• **What you should do**: Print every entry below word for word, omitting the pictures.

Dataset excerpts on pointing at objects:
-*-

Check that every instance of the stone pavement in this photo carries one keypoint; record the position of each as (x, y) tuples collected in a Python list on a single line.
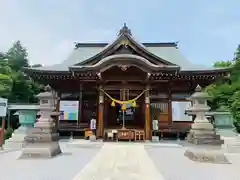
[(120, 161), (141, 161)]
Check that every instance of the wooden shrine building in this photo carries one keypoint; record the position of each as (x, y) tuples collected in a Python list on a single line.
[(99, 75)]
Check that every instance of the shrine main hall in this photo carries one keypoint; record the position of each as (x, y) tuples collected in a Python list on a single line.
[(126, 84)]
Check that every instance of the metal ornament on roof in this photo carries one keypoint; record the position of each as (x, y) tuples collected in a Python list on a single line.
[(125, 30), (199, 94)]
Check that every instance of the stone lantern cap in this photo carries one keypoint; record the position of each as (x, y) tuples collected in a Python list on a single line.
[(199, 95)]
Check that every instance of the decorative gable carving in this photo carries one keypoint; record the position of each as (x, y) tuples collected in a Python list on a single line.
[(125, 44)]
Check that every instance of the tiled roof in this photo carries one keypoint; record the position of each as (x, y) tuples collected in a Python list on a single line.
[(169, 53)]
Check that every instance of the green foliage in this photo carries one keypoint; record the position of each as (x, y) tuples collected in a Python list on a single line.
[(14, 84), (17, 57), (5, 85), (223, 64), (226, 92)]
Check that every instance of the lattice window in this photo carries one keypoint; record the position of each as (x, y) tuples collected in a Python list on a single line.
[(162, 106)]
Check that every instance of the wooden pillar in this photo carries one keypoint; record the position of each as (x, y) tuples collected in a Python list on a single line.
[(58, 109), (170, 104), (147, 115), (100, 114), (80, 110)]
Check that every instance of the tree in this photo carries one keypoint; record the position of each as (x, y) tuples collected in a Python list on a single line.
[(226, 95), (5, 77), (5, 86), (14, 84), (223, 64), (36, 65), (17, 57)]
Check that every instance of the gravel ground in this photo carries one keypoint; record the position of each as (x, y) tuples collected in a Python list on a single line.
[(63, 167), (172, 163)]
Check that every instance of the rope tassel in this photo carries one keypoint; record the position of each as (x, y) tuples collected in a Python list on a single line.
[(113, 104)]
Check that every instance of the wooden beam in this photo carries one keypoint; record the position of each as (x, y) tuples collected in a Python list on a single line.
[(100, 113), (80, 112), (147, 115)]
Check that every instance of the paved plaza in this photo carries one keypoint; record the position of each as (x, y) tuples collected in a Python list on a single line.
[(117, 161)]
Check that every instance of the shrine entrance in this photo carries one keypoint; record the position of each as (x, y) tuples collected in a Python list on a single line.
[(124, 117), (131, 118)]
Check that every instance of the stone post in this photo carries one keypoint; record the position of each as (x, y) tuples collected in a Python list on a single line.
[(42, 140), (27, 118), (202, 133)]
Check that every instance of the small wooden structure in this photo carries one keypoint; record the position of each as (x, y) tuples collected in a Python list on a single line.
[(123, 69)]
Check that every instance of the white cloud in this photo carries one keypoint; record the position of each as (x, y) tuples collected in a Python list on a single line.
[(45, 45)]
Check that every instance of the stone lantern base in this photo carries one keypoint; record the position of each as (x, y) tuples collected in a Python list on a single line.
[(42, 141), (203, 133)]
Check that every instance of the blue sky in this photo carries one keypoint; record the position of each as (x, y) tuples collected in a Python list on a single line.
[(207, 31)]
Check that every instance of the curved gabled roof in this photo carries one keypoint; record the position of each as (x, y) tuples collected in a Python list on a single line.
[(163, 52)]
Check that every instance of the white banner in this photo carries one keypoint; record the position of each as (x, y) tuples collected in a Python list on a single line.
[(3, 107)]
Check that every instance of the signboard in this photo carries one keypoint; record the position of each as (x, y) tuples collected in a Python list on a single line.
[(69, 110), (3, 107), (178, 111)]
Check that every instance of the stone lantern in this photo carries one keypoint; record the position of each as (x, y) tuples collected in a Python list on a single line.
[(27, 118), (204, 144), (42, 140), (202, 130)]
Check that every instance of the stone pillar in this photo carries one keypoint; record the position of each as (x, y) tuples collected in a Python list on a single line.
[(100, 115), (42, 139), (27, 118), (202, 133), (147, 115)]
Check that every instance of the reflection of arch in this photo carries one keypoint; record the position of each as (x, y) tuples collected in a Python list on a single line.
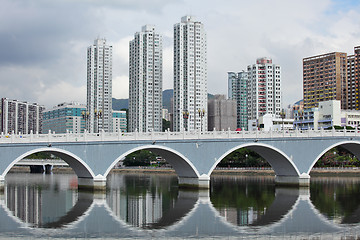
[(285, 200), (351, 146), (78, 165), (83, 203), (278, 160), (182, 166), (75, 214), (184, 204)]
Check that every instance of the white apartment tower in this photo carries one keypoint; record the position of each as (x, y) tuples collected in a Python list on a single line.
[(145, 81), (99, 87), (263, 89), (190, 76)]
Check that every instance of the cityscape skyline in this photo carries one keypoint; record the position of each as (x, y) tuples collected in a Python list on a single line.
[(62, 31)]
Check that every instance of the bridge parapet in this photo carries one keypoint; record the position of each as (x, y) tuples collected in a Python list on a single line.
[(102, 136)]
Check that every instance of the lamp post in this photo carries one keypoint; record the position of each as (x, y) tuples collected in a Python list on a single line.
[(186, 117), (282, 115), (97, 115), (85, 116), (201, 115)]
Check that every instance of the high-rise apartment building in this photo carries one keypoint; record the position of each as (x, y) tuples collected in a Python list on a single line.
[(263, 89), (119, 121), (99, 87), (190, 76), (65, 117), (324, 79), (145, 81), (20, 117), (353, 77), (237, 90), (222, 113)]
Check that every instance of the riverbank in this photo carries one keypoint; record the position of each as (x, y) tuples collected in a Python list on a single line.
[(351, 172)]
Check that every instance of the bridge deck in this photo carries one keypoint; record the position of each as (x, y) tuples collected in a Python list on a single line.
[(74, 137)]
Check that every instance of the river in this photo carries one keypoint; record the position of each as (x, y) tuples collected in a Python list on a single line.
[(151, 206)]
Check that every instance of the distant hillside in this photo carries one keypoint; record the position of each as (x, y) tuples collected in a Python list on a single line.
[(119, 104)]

-*-

• **Final result**:
Check that every instance of the stone pavement in this photo carries one keypoint; record the position of each as (x, y) tuples collected in a Python list on a single line.
[(120, 161), (141, 161)]
Check that every instance of the wooden shrine building in this photo carries one keypoint; record the position of each as (x, y) tuples collected in a Python list on a single line.
[(99, 75)]
Check that every instance of the shrine main hall in this photo carries one keypoint; record the position of each as (x, y) tuples collected in a Python list on a single line.
[(126, 84)]
Check that every instance of the metal ornament on roof in this photo carries one keypoint; record the position of each as (x, y) tuples collected in a Python list on a single line.
[(125, 30), (199, 94)]
Check that every instance of the stone lantern cap in this photo carries one keypoint; record the position of each as (x, y) tuples collected in a Python list on a single line.
[(199, 95)]
Check that every instance of the decorative gable carving in this photo carries one keypoint; record the position of each as (x, y) tuples collected in a Python list on a single line.
[(125, 44)]
Check that every instance of the tiled roof in this photo carries one keypoint; record the position of each as (x, y) tuples collected in a Python list on a single line.
[(169, 53)]
Check that every instance of the green foliage in this photo carries one keypoint; record the position of each as (x, y) tuples collected in a Python list on a single line.
[(14, 84), (17, 57), (5, 85), (223, 64), (226, 92)]
Check that every instance of the lattice window in this photo carries one keypoint; record the position of each as (x, y) tuples collected in a Python list on a single line.
[(162, 106)]
Check that every instance of the wooden pillar in this photo carries one keypoint; record the position of each as (x, y) tuples collected in a Python list on a single line.
[(58, 109), (170, 104), (147, 115), (100, 114), (80, 110)]
Check that every instance of the tree in this photo carries one keypoint; record the position of each as (x, y) tuples collected in a Python list on a single line.
[(226, 95), (5, 77), (5, 86), (14, 84), (223, 64), (36, 65), (17, 57)]
Check that every instance of the gravel ground in this photo carries one keypoint; record the position of each as (x, y) tuples collected in a Python list on a single line.
[(63, 167), (172, 163)]
Check that every instance of the rope tassel in this photo carries one keypoint; record the position of each as (x, y) tuples collected in a Python list on a single line.
[(113, 104)]
Check that every instance of the wooden beam in this photo carries one keypoint; record the position of each as (x, y) tuples collected in a Python list on a single line.
[(100, 113), (80, 112), (147, 115)]
Check that every instance of the paved plaza in this photo carries one keypoint; record the position of each as (x, y) tuples collected in a Python list on a single line.
[(117, 161)]
Check that every instance of the shrine entrance in this photo carries one keypoint; record the position of each as (x, y) tuples collected in a Python list on a single line.
[(124, 117), (131, 118)]
Check that every instance of the stone post in this photo carries one keypoint; record the position of each as (x, y) tuples collected in a Python list on a single line.
[(42, 140), (27, 118), (202, 133)]
Check that every instance of the small wooden structure in this photo carries one keypoint; record the position of each as (x, y) tuples collected in a Python list on a single line.
[(123, 69)]
Check that every instance of the white cloud in this photo carries one keypoint; record the position of each as (x, y) tuples collected in a Python list on a single line.
[(45, 45)]
Check that every instance of the stone lantern base in this photo carries one keypoint; record the position of each as (x, y) tuples collected in a Python list on a single line.
[(42, 141), (203, 133)]
Check that every instance of the blue sky in this photo carries one keypoint; record the position of each as (x, y) tuples collected in a Python list on a single line.
[(207, 31)]
Check that every instance of the curved gabled roof in this photo carries one keypoint; record the position of each as (x, y) tuples collected in a Python list on a single line.
[(163, 52)]
Check that every instance of the white banner in this photo carries one keypoint; record the position of each as (x, y) tuples collected in a Python list on a single line.
[(3, 107)]
Check that every instance of the signboard in this photo carries one keypoint; record the position of each as (x, y) tuples collected in a Python list on a single line.
[(69, 110), (3, 107), (178, 111)]
Check that every instance of the stone lantern in this photo carries one keypoint; record the position of each as (x, y) tuples collected in a Python list on a single line.
[(27, 118), (204, 144), (42, 140), (202, 130)]
Check that every instance of the stone pillar in this photo carries one keypoint; record the position of each as (x, y) tuples collected in a Python list on a single line.
[(100, 115), (42, 139), (27, 118), (202, 133), (147, 115)]
Check that every instance of the reflection of arch in this photo carries one keypoint; record the position of each as (x, y) tuples collected in a Python list on a single line.
[(285, 200), (351, 146), (78, 165), (83, 203), (278, 160), (182, 166), (75, 214), (184, 204)]
Check that every instance of the white apartment tower in this photo carries one keypoint; record the position of each as (x, y) tuples collected in a Python list on a single line.
[(145, 81), (99, 87), (263, 89), (190, 76)]
Check that every instance of the cityscape skyline in this photo carries one keypoint; record the position of each as (x, y) tuples collected in a Python list on a single line.
[(62, 31)]
Check that every instance of the bridge parapet in this photo carries one keypoint; record the position of each as (x, y) tuples collected in a Python list on a single line.
[(102, 136)]
Check that every instance of the lamp post in this photo carries one keypoint; record the position of each as (x, y) tuples collected in a Python list on a single line.
[(186, 117), (282, 115), (97, 115), (85, 116), (201, 115)]
Check that every instance of the high-rise apartment building in this photo carries one keypoint; record the position of each as (x, y) tuples collected in a Python list on a single line.
[(263, 89), (119, 121), (99, 87), (190, 76), (65, 117), (324, 79), (145, 81), (20, 117), (353, 77), (237, 90), (222, 113)]
Check that every instance of the riverbank in this photo carries one keypoint; record the position of each as (x, y) tuples collected in a Python list on a single line.
[(351, 172)]
Check that every instance of the bridge deck in this photo carries one keypoint; record the position of each as (x, y) tuples collected in a Python list on a single line.
[(74, 137)]
Check that every instance of the river in this photo carries one keypoint; record the position of each as (x, y) tuples collected in a Python list on a single line.
[(151, 206)]
Check that every instance of the distant hillside in this photo carries one keypoint; record the position of each as (x, y) tuples collected in a Python list on a single line.
[(119, 104)]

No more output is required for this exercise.